• Passage:
Friday, February 6, 1998 Published at 02:55 GMT
Breast implants 'safe'
Implants are mostly used for cosmetic improvements
New research has cast doubt on claims that silicone breast implants are responsible for causing illness in women.
Doctors in Sweden studied more than 7,000 women who had had breast implants and compared them with a group of more than 3,000 who had undergone breast reduction surgery.
They found no meaningful association between women with implants and cases of connective tissue, or immunological, disease.
In fact the women with augmented breasts were statistically slightly less likely to have encountered these diseases than the breast reduction group.
Silicone breast implants were developed in 1962 and in 80% of cases are used for cosmetic improvement.
Dr David Sharpe, president of the British Association of Aesthetic Plastic Surgeons, hoped the government would take note of the new findings.
"Common sense would suggest that the results of this latest study are correct," he said.

• Input data:
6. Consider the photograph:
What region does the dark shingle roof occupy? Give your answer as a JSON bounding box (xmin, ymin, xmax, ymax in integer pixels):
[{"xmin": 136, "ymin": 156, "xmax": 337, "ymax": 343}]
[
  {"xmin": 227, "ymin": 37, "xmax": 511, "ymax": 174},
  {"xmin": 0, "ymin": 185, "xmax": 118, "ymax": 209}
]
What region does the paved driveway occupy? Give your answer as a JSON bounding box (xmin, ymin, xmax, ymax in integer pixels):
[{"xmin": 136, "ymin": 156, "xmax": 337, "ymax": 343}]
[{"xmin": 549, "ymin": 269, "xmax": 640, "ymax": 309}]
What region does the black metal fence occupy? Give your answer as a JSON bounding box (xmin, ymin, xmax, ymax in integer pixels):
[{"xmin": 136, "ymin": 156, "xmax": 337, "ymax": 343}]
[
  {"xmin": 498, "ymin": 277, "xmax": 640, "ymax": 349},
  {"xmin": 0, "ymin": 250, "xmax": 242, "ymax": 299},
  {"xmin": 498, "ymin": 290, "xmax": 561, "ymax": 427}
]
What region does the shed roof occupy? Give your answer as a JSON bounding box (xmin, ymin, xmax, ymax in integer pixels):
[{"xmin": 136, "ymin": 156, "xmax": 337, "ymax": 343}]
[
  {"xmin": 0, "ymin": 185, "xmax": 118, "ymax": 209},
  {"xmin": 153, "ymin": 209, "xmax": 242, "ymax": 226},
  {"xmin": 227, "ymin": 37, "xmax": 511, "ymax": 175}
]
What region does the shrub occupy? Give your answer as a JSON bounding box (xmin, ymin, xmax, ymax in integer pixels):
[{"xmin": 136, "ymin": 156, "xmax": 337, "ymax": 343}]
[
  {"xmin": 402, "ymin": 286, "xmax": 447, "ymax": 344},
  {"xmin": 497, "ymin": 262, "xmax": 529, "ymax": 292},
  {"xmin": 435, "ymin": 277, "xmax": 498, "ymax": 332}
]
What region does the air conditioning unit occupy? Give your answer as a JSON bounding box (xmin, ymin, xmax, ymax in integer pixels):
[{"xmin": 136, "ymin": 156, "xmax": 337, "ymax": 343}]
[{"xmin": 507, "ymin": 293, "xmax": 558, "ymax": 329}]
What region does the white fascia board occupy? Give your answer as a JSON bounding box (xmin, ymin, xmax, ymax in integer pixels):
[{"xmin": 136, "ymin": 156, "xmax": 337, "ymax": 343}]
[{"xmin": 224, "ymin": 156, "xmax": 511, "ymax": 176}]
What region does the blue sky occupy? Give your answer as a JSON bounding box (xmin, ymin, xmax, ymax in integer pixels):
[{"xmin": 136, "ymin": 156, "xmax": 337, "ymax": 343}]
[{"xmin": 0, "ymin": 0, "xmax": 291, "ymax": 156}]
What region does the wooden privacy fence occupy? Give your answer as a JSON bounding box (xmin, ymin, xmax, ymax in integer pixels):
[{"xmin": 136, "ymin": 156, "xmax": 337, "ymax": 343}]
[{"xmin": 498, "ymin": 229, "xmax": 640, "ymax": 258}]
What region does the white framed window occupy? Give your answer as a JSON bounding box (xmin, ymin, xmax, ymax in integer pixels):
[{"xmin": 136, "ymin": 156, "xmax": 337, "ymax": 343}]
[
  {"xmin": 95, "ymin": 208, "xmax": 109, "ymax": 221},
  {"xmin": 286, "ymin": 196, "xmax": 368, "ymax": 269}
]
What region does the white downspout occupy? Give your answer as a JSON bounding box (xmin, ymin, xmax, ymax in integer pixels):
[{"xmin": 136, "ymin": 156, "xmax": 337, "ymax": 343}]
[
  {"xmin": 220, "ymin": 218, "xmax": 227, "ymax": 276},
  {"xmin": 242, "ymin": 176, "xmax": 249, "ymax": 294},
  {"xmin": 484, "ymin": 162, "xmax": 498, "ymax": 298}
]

• Problem set:
A. Decide whether each statement agrees with the breast implants article, answering yes or no and quoting the deciding words: (i) The Swedish study compared more than 7,000 women with implants against more than 3,000 women who had breast reduction surgery. (ii) Silicone breast implants were developed in 1972. (iii) Women with implants were slightly more likely to have had connective tissue or immunological disease than the reduction group.
B. According to the breast implants article, in what share of cases are silicone breast implants used for cosmetic improvement?
C. Set down the part of the breast implants article between "They found no" and "breast reduction group.", inclusive.
None of the data is needed for what comes next.

• Answers per task:
A.
(i) Yes: "Doctors in Sweden studied more than 7,000 women who had had breast implants and compared them with a group of more than 3,000 who had undergone breast reduction surgery."
(ii) No: "Silicone breast implants were developed in 1962"
(iii) No: "the women with augmented breasts were statistically slightly less likely to have encountered these diseases than the breast reduction group."

B. 80% of cases.

C.
They found no meaningful association between women with implants and cases of connective tissue, or immunological, disease.
In fact the women with augmented breasts were statistically slightly less likely to have encountered these diseases than the breast reduction group.